-------- Given entries

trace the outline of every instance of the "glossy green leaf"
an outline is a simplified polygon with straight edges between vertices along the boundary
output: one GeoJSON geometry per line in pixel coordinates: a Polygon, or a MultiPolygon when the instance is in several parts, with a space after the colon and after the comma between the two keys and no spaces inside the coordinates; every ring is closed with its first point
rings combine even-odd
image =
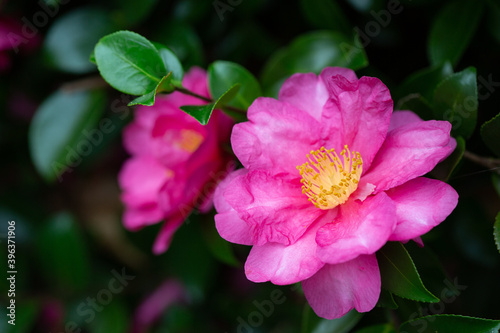
{"type": "Polygon", "coordinates": [[[203,65],[203,46],[193,27],[180,22],[166,22],[156,31],[154,40],[166,45],[184,68],[203,65]]]}
{"type": "Polygon", "coordinates": [[[103,9],[78,8],[59,17],[50,26],[45,52],[57,69],[77,74],[91,72],[95,66],[89,61],[89,54],[99,38],[113,30],[115,27],[103,9]]]}
{"type": "Polygon", "coordinates": [[[212,255],[228,265],[239,266],[240,263],[234,255],[231,244],[219,235],[215,223],[203,223],[202,227],[203,237],[212,255]]]}
{"type": "Polygon", "coordinates": [[[400,297],[420,302],[439,302],[422,284],[408,251],[399,242],[389,242],[377,252],[382,287],[400,297]]]}
{"type": "Polygon", "coordinates": [[[200,124],[206,125],[212,115],[212,112],[217,108],[227,105],[227,103],[231,101],[234,96],[236,96],[238,89],[239,84],[235,84],[222,94],[214,103],[206,105],[183,105],[181,106],[181,110],[198,120],[200,124]]]}
{"type": "Polygon", "coordinates": [[[208,87],[212,96],[221,96],[235,84],[240,84],[240,89],[228,103],[230,106],[247,109],[262,95],[259,82],[243,66],[229,61],[215,61],[208,66],[208,87]]]}
{"type": "Polygon", "coordinates": [[[390,292],[385,289],[380,291],[380,296],[378,298],[377,306],[381,308],[397,309],[398,305],[394,301],[394,297],[390,292]]]}
{"type": "Polygon", "coordinates": [[[126,94],[148,94],[167,75],[154,45],[131,31],[118,31],[101,38],[94,53],[102,77],[126,94]]]}
{"type": "Polygon", "coordinates": [[[314,31],[296,38],[277,51],[266,63],[262,85],[267,93],[277,95],[284,79],[294,73],[320,73],[325,67],[359,69],[368,64],[358,38],[350,39],[331,31],[314,31]]]}
{"type": "Polygon", "coordinates": [[[452,1],[438,13],[429,36],[432,65],[450,61],[456,65],[476,32],[483,3],[475,0],[452,1]]]}
{"type": "MultiPolygon", "coordinates": [[[[18,293],[19,294],[19,293],[18,293]]],[[[23,302],[16,300],[16,312],[15,312],[15,325],[8,324],[5,331],[6,333],[25,333],[33,332],[35,321],[41,310],[40,304],[36,301],[23,302]]],[[[3,313],[2,313],[3,314],[3,313]]],[[[4,315],[7,321],[11,320],[11,317],[4,315]]],[[[1,328],[1,325],[0,325],[1,328]]]]}
{"type": "Polygon", "coordinates": [[[397,87],[396,96],[399,99],[410,94],[417,94],[426,101],[432,101],[436,86],[451,74],[453,74],[453,67],[449,62],[437,67],[419,70],[406,78],[397,87]]]}
{"type": "Polygon", "coordinates": [[[437,119],[448,120],[453,136],[469,138],[477,121],[476,69],[468,67],[444,79],[434,92],[437,119]]]}
{"type": "MultiPolygon", "coordinates": [[[[115,295],[114,297],[117,297],[115,295]]],[[[130,314],[123,302],[115,300],[103,307],[99,315],[89,323],[93,333],[127,332],[130,314]]]]}
{"type": "Polygon", "coordinates": [[[356,310],[351,310],[344,316],[337,319],[320,319],[313,328],[312,333],[347,333],[361,320],[363,314],[356,310]]]}
{"type": "Polygon", "coordinates": [[[491,173],[491,182],[493,183],[493,187],[495,188],[495,191],[500,197],[500,175],[494,172],[491,173]]]}
{"type": "Polygon", "coordinates": [[[82,290],[88,284],[88,250],[79,226],[68,213],[55,215],[40,226],[37,254],[47,282],[57,288],[82,290]]]}
{"type": "Polygon", "coordinates": [[[133,106],[133,105],[147,105],[151,106],[155,104],[155,99],[156,95],[161,92],[161,91],[166,91],[166,92],[171,92],[174,90],[174,87],[171,84],[172,80],[172,74],[168,73],[165,75],[160,82],[158,82],[158,85],[156,88],[154,88],[151,92],[142,95],[140,97],[137,97],[136,99],[132,100],[132,102],[128,103],[128,106],[133,106]]]}
{"type": "Polygon", "coordinates": [[[495,155],[500,156],[500,113],[481,126],[481,138],[495,155]]]}
{"type": "Polygon", "coordinates": [[[467,332],[494,333],[500,320],[490,320],[458,315],[434,315],[410,320],[401,325],[400,333],[467,332]]]}
{"type": "Polygon", "coordinates": [[[352,33],[352,27],[336,0],[301,0],[305,17],[315,28],[352,33]]]}
{"type": "Polygon", "coordinates": [[[500,3],[498,1],[487,1],[488,31],[500,43],[500,3]]]}
{"type": "Polygon", "coordinates": [[[49,182],[78,166],[95,145],[88,138],[105,107],[101,91],[57,91],[36,111],[29,129],[31,158],[49,182]]]}
{"type": "Polygon", "coordinates": [[[410,110],[424,120],[434,119],[434,111],[429,102],[420,94],[410,94],[398,101],[395,110],[410,110]]]}
{"type": "Polygon", "coordinates": [[[131,27],[142,22],[153,10],[158,0],[114,0],[118,7],[113,18],[122,27],[131,27]]]}
{"type": "Polygon", "coordinates": [[[364,327],[355,333],[396,333],[396,330],[391,324],[378,324],[364,327]]]}
{"type": "Polygon", "coordinates": [[[497,214],[495,218],[495,225],[493,226],[493,237],[495,238],[495,244],[497,245],[498,252],[500,252],[500,213],[497,214]]]}
{"type": "Polygon", "coordinates": [[[175,83],[176,86],[181,86],[182,78],[184,77],[184,69],[182,68],[180,60],[174,52],[172,52],[165,45],[154,42],[153,45],[160,53],[160,57],[163,60],[163,64],[165,65],[167,72],[172,72],[172,82],[175,83]]]}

----------------

Set down, word for word, the full listing above, and carry over no pictures.

■ Completed task ■
trace the outline of every instance of the "glossy green leaf"
an outline is a simplified polygon with straight edges between vertices along the boundary
output: one GeoJSON geometry per line in pixel coordinates: a Polygon, or a MultiPolygon when the instance is in several parts, with a space after the colon and after the comma between the two keys and no spaces inside the coordinates; every ring is closed with its first point
rings combine even-odd
image =
{"type": "Polygon", "coordinates": [[[203,65],[203,46],[193,27],[180,22],[166,22],[156,31],[154,40],[166,45],[184,68],[203,65]]]}
{"type": "Polygon", "coordinates": [[[103,9],[78,8],[59,17],[50,26],[45,52],[57,69],[77,74],[91,72],[95,66],[89,61],[89,54],[99,38],[113,30],[115,27],[103,9]]]}
{"type": "Polygon", "coordinates": [[[212,255],[228,265],[239,266],[240,263],[234,255],[231,244],[219,235],[215,223],[203,223],[202,227],[203,237],[212,255]]]}
{"type": "Polygon", "coordinates": [[[400,297],[420,302],[439,302],[422,284],[408,251],[399,242],[389,242],[377,252],[382,287],[400,297]]]}
{"type": "Polygon", "coordinates": [[[200,124],[206,125],[212,115],[212,112],[217,108],[227,105],[227,103],[231,101],[234,96],[236,96],[238,89],[239,84],[235,84],[222,94],[214,103],[206,105],[183,105],[181,106],[181,110],[198,120],[200,124]]]}
{"type": "Polygon", "coordinates": [[[208,87],[212,96],[221,96],[235,84],[240,84],[240,89],[228,103],[230,106],[247,109],[262,95],[259,82],[243,66],[229,61],[215,61],[208,66],[208,87]]]}
{"type": "Polygon", "coordinates": [[[390,292],[385,289],[380,291],[380,296],[378,298],[377,306],[381,308],[397,309],[398,305],[394,301],[394,297],[390,292]]]}
{"type": "Polygon", "coordinates": [[[126,94],[148,94],[167,75],[154,45],[131,31],[118,31],[101,38],[94,53],[102,77],[126,94]]]}
{"type": "Polygon", "coordinates": [[[314,31],[296,38],[277,51],[266,63],[262,85],[267,93],[277,95],[284,79],[294,73],[320,73],[325,67],[359,69],[368,64],[358,38],[350,39],[331,31],[314,31]]]}
{"type": "Polygon", "coordinates": [[[452,1],[438,13],[429,36],[432,65],[450,61],[456,65],[476,32],[483,3],[475,0],[452,1]]]}
{"type": "MultiPolygon", "coordinates": [[[[18,293],[19,294],[19,293],[18,293]]],[[[23,302],[16,300],[16,312],[15,312],[15,325],[8,324],[5,331],[6,333],[25,333],[33,332],[35,321],[41,310],[40,304],[36,301],[23,302]]],[[[3,313],[2,313],[3,314],[3,313]]],[[[4,315],[7,321],[11,320],[11,317],[4,315]]],[[[1,328],[1,325],[0,325],[1,328]]]]}
{"type": "Polygon", "coordinates": [[[397,87],[396,96],[399,99],[410,94],[417,94],[426,101],[432,101],[436,86],[451,74],[453,74],[453,67],[449,62],[437,67],[419,70],[406,78],[397,87]]]}
{"type": "Polygon", "coordinates": [[[437,119],[448,120],[453,136],[469,138],[477,121],[476,69],[468,67],[444,79],[434,92],[437,119]]]}
{"type": "MultiPolygon", "coordinates": [[[[115,295],[114,297],[117,297],[115,295]]],[[[130,314],[123,302],[115,300],[103,307],[99,315],[89,323],[93,333],[127,332],[130,314]]]]}
{"type": "Polygon", "coordinates": [[[356,310],[351,310],[344,316],[337,319],[320,319],[313,328],[312,333],[347,333],[361,320],[363,314],[356,310]]]}
{"type": "Polygon", "coordinates": [[[491,173],[491,182],[493,183],[493,187],[495,188],[495,191],[500,197],[500,175],[494,172],[491,173]]]}
{"type": "Polygon", "coordinates": [[[82,290],[88,284],[88,250],[79,226],[68,213],[55,215],[40,226],[37,254],[47,282],[57,288],[82,290]]]}
{"type": "Polygon", "coordinates": [[[133,106],[133,105],[147,105],[151,106],[155,104],[155,99],[156,95],[161,92],[161,91],[166,91],[166,92],[171,92],[174,90],[174,87],[171,84],[172,80],[172,74],[168,73],[165,75],[160,82],[158,82],[158,85],[156,88],[154,88],[151,92],[142,95],[140,97],[137,97],[136,99],[132,100],[132,102],[128,103],[128,106],[133,106]]]}
{"type": "Polygon", "coordinates": [[[495,155],[500,156],[500,113],[481,126],[481,138],[495,155]]]}
{"type": "Polygon", "coordinates": [[[467,332],[494,333],[500,320],[490,320],[458,315],[434,315],[410,320],[401,325],[400,333],[467,332]]]}
{"type": "Polygon", "coordinates": [[[352,33],[352,27],[336,0],[301,0],[305,17],[315,28],[352,33]]]}
{"type": "Polygon", "coordinates": [[[500,3],[498,1],[487,1],[488,31],[500,43],[500,3]]]}
{"type": "Polygon", "coordinates": [[[49,182],[78,166],[95,145],[88,138],[105,107],[101,91],[57,91],[36,111],[29,129],[31,158],[49,182]]]}
{"type": "Polygon", "coordinates": [[[410,110],[424,120],[434,119],[434,111],[429,102],[420,94],[410,94],[398,101],[395,110],[410,110]]]}
{"type": "Polygon", "coordinates": [[[131,27],[142,22],[153,10],[158,0],[114,0],[118,7],[113,18],[122,27],[131,27]]]}
{"type": "Polygon", "coordinates": [[[364,327],[355,333],[396,333],[396,330],[391,324],[378,324],[364,327]]]}
{"type": "Polygon", "coordinates": [[[497,214],[495,218],[495,225],[493,226],[493,237],[495,238],[495,244],[497,245],[498,252],[500,252],[500,213],[497,214]]]}
{"type": "Polygon", "coordinates": [[[175,83],[176,86],[181,86],[182,78],[184,77],[184,69],[182,68],[180,60],[174,52],[172,52],[165,45],[154,42],[153,45],[160,53],[160,57],[163,60],[163,64],[165,65],[167,72],[172,72],[172,82],[175,83]]]}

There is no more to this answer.